**PROBLEM DESCRIPTION:** Omit every picture while repeating the entries exactly.
········
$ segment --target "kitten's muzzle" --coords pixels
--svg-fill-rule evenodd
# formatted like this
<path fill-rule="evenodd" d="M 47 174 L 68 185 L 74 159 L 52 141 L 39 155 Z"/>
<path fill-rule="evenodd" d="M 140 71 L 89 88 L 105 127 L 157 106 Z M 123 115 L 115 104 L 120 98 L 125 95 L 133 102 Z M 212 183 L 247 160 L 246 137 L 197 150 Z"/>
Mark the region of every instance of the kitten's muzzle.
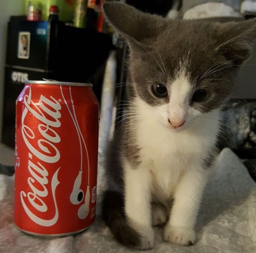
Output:
<path fill-rule="evenodd" d="M 186 121 L 184 120 L 183 122 L 181 121 L 171 121 L 169 119 L 168 119 L 168 122 L 174 128 L 178 128 L 184 125 Z"/>

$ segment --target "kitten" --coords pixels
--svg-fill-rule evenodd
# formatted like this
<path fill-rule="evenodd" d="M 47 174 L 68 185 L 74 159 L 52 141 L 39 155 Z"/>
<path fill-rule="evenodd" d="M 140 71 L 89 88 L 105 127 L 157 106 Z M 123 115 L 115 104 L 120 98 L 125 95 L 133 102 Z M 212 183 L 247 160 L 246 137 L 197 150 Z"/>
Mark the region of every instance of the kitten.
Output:
<path fill-rule="evenodd" d="M 117 2 L 103 5 L 127 41 L 132 83 L 128 116 L 107 151 L 103 218 L 121 243 L 195 242 L 194 226 L 214 162 L 220 109 L 256 36 L 254 20 L 171 21 Z"/>

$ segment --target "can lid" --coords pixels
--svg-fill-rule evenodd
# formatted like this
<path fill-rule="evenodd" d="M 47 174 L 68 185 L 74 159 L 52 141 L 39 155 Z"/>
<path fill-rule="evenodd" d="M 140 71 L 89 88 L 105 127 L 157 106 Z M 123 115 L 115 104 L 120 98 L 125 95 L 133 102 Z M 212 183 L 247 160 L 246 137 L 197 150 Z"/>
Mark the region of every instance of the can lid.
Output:
<path fill-rule="evenodd" d="M 33 81 L 26 80 L 25 84 L 49 84 L 50 85 L 65 85 L 68 86 L 83 86 L 84 87 L 92 87 L 91 83 L 72 83 L 69 82 L 58 82 L 54 81 Z"/>

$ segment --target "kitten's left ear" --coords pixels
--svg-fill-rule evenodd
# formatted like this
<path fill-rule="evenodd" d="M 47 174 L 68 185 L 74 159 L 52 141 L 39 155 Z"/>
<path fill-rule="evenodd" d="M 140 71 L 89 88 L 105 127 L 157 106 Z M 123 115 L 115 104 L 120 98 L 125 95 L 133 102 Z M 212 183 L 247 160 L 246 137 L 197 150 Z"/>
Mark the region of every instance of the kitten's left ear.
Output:
<path fill-rule="evenodd" d="M 103 5 L 109 22 L 131 45 L 138 45 L 157 34 L 166 20 L 139 11 L 130 5 L 116 1 Z"/>
<path fill-rule="evenodd" d="M 222 25 L 226 26 L 222 36 L 227 40 L 219 46 L 216 51 L 230 61 L 231 64 L 240 65 L 251 55 L 256 39 L 256 18 L 231 25 L 230 23 Z"/>

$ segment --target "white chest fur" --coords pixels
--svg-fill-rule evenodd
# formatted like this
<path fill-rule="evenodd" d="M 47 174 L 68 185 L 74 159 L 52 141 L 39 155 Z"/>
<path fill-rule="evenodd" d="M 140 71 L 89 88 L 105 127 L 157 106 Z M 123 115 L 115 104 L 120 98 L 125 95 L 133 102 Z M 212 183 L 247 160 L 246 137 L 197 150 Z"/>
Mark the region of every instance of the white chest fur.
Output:
<path fill-rule="evenodd" d="M 196 124 L 176 131 L 163 125 L 152 114 L 152 107 L 147 109 L 143 106 L 137 131 L 142 163 L 152 171 L 154 194 L 158 198 L 166 198 L 173 194 L 187 170 L 200 166 L 214 146 L 219 126 L 219 111 L 205 115 L 210 127 Z"/>

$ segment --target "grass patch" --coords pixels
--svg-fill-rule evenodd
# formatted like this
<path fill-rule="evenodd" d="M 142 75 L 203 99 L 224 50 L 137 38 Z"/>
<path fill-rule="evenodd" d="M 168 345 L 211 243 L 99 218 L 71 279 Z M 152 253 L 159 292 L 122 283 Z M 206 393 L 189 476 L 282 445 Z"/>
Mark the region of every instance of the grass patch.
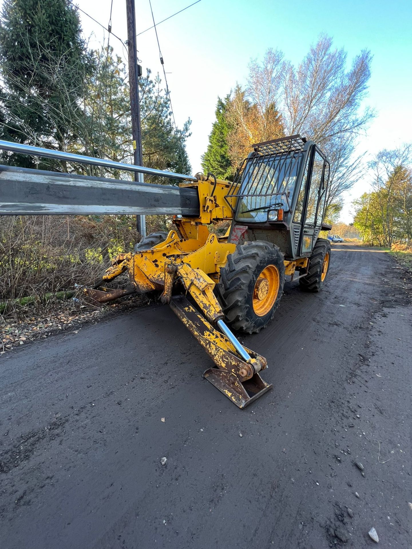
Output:
<path fill-rule="evenodd" d="M 405 267 L 409 271 L 412 271 L 412 252 L 392 251 L 388 253 L 394 257 L 401 265 Z"/>

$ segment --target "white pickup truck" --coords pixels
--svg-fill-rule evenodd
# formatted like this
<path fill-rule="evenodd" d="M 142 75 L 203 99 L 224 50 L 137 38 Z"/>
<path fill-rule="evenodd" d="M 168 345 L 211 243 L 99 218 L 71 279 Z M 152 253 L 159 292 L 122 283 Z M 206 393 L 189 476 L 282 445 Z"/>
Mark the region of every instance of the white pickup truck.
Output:
<path fill-rule="evenodd" d="M 337 234 L 330 234 L 327 237 L 331 242 L 344 242 L 344 240 Z"/>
········
**COMPLETE ANSWER:**
$ segment --target "kitten's muzzle" --coords pixels
--svg-fill-rule evenodd
# formatted like this
<path fill-rule="evenodd" d="M 47 174 L 68 185 L 74 159 L 52 141 L 39 155 Z"/>
<path fill-rule="evenodd" d="M 140 71 L 89 88 L 105 127 L 157 106 Z M 123 115 L 115 104 L 120 98 L 125 95 L 133 102 Z M 212 183 L 247 160 L 246 137 L 197 150 Z"/>
Mark the region of every instance of the kitten's muzzle.
Output:
<path fill-rule="evenodd" d="M 186 121 L 184 120 L 183 122 L 181 121 L 171 121 L 169 119 L 168 119 L 168 122 L 174 128 L 178 128 L 184 125 Z"/>

$ segment --target "kitten" --coords pixels
--svg-fill-rule evenodd
# formatted like this
<path fill-rule="evenodd" d="M 47 174 L 68 185 L 74 159 L 52 141 L 39 155 Z"/>
<path fill-rule="evenodd" d="M 140 71 L 89 88 L 105 127 L 157 106 Z M 123 115 L 115 104 L 120 98 L 125 95 L 133 102 Z M 212 183 L 247 160 L 246 137 L 197 150 Z"/>
Mark the region of every instance of the kitten.
Output:
<path fill-rule="evenodd" d="M 117 2 L 103 5 L 127 41 L 132 83 L 128 116 L 107 151 L 103 218 L 121 243 L 195 242 L 194 226 L 214 162 L 220 109 L 256 36 L 254 20 L 171 21 Z"/>

$ segment --target "can lid" --coords pixels
--svg-fill-rule evenodd
# formatted like this
<path fill-rule="evenodd" d="M 47 174 L 68 185 L 74 159 L 52 141 L 39 155 Z"/>
<path fill-rule="evenodd" d="M 140 71 L 89 88 L 105 127 L 157 106 Z M 123 115 L 115 104 L 120 98 L 125 95 L 133 102 Z M 212 183 L 247 160 L 246 137 L 197 150 Z"/>
Mark the region of every instance of the can lid.
Output:
<path fill-rule="evenodd" d="M 33 81 L 26 80 L 25 84 L 49 84 L 50 85 L 65 85 L 68 86 L 83 86 L 84 87 L 92 87 L 91 83 L 72 83 L 69 82 L 58 82 L 54 81 Z"/>

$ segment --target "kitten's left ear" --coords pixels
--svg-fill-rule evenodd
# formatted like this
<path fill-rule="evenodd" d="M 47 174 L 68 185 L 74 159 L 52 141 L 39 155 Z"/>
<path fill-rule="evenodd" d="M 140 71 L 89 88 L 105 127 L 157 106 Z M 123 115 L 115 104 L 120 98 L 125 95 L 133 102 Z M 212 183 L 247 160 L 246 137 L 197 150 Z"/>
Mark the region of every instance of the kitten's left ear.
Output:
<path fill-rule="evenodd" d="M 103 5 L 109 22 L 131 45 L 138 45 L 157 34 L 166 20 L 139 11 L 130 5 L 116 1 Z"/>
<path fill-rule="evenodd" d="M 222 25 L 226 26 L 222 36 L 227 40 L 219 46 L 216 51 L 230 61 L 231 64 L 240 65 L 251 55 L 256 39 L 256 18 L 231 25 L 230 23 Z"/>

$ segment --target "white chest fur" --coords pixels
--svg-fill-rule evenodd
# formatted like this
<path fill-rule="evenodd" d="M 47 174 L 68 185 L 74 159 L 52 141 L 39 155 Z"/>
<path fill-rule="evenodd" d="M 140 71 L 89 88 L 105 127 L 157 106 Z M 123 115 L 115 104 L 120 98 L 125 95 L 133 102 Z M 212 183 L 247 160 L 246 137 L 197 150 Z"/>
Mark the region of every instance of the white chest fur.
Output:
<path fill-rule="evenodd" d="M 196 124 L 176 131 L 163 125 L 152 114 L 152 107 L 147 109 L 143 106 L 137 131 L 142 163 L 152 171 L 154 194 L 158 198 L 166 198 L 173 194 L 187 170 L 200 166 L 214 146 L 219 126 L 219 111 L 205 115 L 210 127 Z"/>

$ segment --target "grass patch" --coords pixels
--svg-fill-rule evenodd
# formatted like this
<path fill-rule="evenodd" d="M 142 75 L 203 99 L 224 50 L 137 38 Z"/>
<path fill-rule="evenodd" d="M 168 345 L 211 243 L 99 218 L 71 279 Z M 152 253 L 159 292 L 122 283 Z M 206 393 L 189 476 L 282 445 Z"/>
Mark the region of every instance of the grass patch.
Output:
<path fill-rule="evenodd" d="M 405 267 L 409 271 L 412 271 L 412 252 L 392 251 L 388 253 L 394 257 L 401 265 Z"/>

$ segment --target "white pickup truck" --coords pixels
--svg-fill-rule evenodd
# formatted like this
<path fill-rule="evenodd" d="M 142 75 L 203 99 L 224 50 L 137 38 Z"/>
<path fill-rule="evenodd" d="M 168 345 L 211 243 L 99 218 L 71 279 Z M 152 253 L 159 292 L 122 283 Z M 206 393 L 189 476 L 282 445 Z"/>
Mark the region of every instance of the white pickup truck.
Output:
<path fill-rule="evenodd" d="M 337 234 L 330 234 L 327 237 L 331 242 L 344 242 L 344 240 Z"/>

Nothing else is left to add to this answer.